== EXCERPTED DATA

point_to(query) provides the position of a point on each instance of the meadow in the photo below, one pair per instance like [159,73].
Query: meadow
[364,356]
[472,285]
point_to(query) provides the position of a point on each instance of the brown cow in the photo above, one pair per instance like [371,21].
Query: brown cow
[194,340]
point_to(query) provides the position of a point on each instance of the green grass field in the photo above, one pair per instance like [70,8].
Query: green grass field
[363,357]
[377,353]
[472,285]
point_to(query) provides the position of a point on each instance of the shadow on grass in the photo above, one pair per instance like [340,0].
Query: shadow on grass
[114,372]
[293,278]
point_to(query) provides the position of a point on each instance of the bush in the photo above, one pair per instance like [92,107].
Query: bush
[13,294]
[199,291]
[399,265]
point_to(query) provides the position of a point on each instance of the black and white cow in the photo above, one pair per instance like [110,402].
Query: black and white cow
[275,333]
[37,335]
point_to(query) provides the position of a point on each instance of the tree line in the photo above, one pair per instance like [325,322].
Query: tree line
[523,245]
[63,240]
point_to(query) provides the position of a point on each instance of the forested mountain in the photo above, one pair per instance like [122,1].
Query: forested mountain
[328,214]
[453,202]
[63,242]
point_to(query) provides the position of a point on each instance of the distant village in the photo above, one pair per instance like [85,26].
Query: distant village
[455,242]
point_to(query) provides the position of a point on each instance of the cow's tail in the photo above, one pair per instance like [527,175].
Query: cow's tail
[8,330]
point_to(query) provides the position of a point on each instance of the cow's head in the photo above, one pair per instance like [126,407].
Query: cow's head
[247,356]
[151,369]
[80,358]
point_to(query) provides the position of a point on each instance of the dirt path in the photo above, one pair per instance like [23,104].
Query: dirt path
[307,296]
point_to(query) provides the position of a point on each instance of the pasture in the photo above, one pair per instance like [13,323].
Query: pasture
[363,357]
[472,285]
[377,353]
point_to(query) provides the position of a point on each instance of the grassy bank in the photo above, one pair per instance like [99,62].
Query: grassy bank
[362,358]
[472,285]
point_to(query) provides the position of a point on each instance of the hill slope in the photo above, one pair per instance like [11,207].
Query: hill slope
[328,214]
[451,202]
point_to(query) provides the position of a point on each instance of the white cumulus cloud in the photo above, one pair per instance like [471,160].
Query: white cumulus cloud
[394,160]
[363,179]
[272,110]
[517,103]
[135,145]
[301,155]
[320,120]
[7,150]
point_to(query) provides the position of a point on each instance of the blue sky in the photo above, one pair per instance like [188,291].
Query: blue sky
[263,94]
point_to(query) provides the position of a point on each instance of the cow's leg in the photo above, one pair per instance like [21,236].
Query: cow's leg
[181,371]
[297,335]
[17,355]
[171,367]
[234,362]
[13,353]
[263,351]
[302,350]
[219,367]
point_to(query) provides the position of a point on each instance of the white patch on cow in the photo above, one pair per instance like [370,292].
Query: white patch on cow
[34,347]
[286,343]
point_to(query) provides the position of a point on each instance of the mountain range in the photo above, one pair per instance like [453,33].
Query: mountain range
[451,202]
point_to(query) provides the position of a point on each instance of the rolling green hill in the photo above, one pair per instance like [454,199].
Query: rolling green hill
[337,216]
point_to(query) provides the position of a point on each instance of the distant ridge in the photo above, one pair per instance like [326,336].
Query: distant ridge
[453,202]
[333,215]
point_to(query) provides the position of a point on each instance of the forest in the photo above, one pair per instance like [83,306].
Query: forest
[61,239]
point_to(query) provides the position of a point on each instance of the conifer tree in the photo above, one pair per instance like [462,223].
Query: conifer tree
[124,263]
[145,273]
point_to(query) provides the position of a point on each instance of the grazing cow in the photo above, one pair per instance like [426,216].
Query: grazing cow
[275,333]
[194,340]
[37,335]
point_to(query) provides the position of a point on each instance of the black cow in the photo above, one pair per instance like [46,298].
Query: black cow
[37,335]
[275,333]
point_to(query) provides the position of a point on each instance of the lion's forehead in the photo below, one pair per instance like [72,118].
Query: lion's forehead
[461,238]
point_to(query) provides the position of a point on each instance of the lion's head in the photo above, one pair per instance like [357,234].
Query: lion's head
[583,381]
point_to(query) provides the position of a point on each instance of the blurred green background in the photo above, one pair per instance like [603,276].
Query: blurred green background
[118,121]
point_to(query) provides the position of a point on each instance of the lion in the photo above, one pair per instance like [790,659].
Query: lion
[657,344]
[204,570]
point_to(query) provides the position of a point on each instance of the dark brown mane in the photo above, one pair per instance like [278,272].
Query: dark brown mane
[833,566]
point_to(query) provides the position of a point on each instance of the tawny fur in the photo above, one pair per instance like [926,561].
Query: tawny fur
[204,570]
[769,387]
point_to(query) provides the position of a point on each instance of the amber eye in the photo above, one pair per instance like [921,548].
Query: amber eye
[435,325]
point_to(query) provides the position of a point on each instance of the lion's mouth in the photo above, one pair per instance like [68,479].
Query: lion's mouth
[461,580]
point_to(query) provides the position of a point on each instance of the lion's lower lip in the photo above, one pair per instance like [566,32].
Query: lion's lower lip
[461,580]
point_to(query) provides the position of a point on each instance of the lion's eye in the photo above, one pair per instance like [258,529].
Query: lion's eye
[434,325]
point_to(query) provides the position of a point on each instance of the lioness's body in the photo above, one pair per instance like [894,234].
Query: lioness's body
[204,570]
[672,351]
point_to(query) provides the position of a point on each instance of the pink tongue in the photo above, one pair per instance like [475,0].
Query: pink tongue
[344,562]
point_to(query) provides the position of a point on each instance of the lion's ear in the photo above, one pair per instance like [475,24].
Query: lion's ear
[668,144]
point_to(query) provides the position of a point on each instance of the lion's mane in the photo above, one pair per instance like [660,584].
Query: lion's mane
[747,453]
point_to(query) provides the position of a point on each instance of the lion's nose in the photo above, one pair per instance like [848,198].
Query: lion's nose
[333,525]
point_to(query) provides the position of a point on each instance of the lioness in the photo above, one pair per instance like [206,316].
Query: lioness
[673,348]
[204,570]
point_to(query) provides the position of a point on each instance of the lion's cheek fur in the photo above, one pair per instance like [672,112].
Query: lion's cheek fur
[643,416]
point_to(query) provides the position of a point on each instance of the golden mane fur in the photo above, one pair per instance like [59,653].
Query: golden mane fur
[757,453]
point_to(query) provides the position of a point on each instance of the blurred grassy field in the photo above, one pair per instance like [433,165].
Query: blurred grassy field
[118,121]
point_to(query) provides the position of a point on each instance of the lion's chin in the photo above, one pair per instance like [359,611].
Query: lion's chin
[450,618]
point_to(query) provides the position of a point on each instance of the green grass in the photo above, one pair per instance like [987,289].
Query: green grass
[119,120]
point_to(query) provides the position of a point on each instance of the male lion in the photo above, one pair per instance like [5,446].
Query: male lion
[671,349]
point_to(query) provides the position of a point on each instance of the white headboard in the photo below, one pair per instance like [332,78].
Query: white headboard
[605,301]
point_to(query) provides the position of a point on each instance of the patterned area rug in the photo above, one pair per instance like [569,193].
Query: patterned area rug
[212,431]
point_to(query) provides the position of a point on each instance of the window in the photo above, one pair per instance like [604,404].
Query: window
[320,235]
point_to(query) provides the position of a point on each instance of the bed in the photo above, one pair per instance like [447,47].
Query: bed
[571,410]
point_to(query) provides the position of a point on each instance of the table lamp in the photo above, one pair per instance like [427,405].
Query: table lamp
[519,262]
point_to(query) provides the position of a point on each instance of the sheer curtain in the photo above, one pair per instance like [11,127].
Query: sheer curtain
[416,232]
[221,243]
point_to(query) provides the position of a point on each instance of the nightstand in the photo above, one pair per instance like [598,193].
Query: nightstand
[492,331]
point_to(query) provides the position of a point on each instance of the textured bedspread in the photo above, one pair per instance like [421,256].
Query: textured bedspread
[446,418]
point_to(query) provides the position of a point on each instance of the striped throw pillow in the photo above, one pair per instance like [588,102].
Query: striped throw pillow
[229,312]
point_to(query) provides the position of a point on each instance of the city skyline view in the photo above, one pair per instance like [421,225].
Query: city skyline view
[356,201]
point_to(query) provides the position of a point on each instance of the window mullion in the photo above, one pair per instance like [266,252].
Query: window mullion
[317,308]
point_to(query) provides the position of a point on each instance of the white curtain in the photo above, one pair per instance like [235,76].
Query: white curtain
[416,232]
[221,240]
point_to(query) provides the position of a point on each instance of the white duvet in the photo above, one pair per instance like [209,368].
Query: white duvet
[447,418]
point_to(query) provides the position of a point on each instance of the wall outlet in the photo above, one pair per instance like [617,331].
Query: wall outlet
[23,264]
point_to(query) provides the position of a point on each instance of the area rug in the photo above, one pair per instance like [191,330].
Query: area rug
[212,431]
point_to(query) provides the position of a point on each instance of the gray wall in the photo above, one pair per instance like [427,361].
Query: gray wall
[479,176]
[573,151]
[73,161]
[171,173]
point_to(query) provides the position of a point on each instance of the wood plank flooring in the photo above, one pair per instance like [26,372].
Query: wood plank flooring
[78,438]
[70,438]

====

→ **TASK BRIEF**
Copy the material from the line containing "instance like [617,331]." through the end of the material, swapping "area rug" for "woven rug" and leaving everything else unchanged.

→ **SOLUTION BELOW**
point_to(query) provides the position of a point on each instance of the wall outlet in the photo above, one pair per instance like [617,331].
Query: wall outlet
[23,264]
point_to(query) provides the position of a point on each instance of the woven rug in the photo above, one pair per instance like [191,330].
Query: woven rug
[212,431]
point_to(query) provides the position of a point on each instance of the gray wall in the photo above, one pair per instance like [427,361].
Query: gray wall
[479,176]
[573,151]
[73,161]
[171,173]
point_to(query) provides the position of a point on each instance of the wood plank flooring in the photo above, one pair per instance like [26,372].
Query: wood plank flooring
[78,438]
[70,438]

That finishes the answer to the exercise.